PROVIDED MATERIAL:
⁂

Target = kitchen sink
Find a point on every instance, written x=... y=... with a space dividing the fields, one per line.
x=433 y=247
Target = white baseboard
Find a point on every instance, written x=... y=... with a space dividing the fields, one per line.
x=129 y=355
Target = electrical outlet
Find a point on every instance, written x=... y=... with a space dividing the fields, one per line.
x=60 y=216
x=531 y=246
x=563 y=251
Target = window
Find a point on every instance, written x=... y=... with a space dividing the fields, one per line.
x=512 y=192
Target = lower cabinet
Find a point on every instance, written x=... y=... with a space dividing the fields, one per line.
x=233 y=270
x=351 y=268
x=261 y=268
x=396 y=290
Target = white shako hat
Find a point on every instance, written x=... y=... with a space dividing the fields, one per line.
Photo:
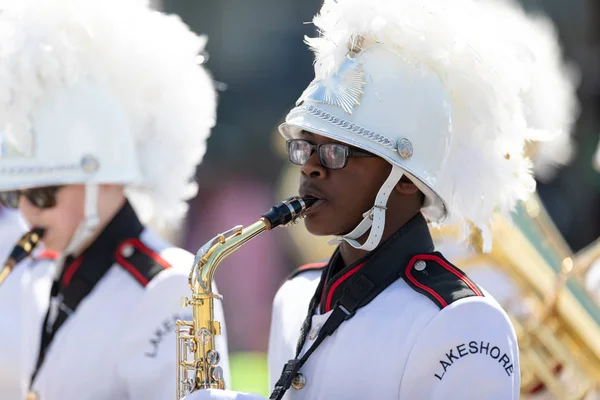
x=427 y=86
x=103 y=91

⁂

Rewrite all of the records above with "lower cabinet" swapped for "base cabinet", leave everything else unchanged, and omit the picture.

SOLVED EXERCISE:
Target = kitchen sink
Find a point on every instance, written x=... y=... with a space dividing the fields, one per line.
x=433 y=247
Target = white baseboard
Find a point on every instance, written x=... y=... with a space dividing the fields, one per line.
x=129 y=355
Target = electrical outlet
Find a point on every instance, written x=... y=... with a space dividing the fields, one per line.
x=60 y=216
x=531 y=246
x=563 y=251
Target = window
Find a point on every instance, written x=... y=... with a space dividing the fields, one per line.
x=512 y=192
Target = base cabinet
Find a point on every instance, written x=... y=... with a space dividing the fields, one per line.
x=233 y=270
x=351 y=268
x=261 y=268
x=396 y=290
Target = white shako hat
Find a point on every instance, written x=... y=... with a space dividing the fields, one per line.
Photo:
x=427 y=86
x=103 y=91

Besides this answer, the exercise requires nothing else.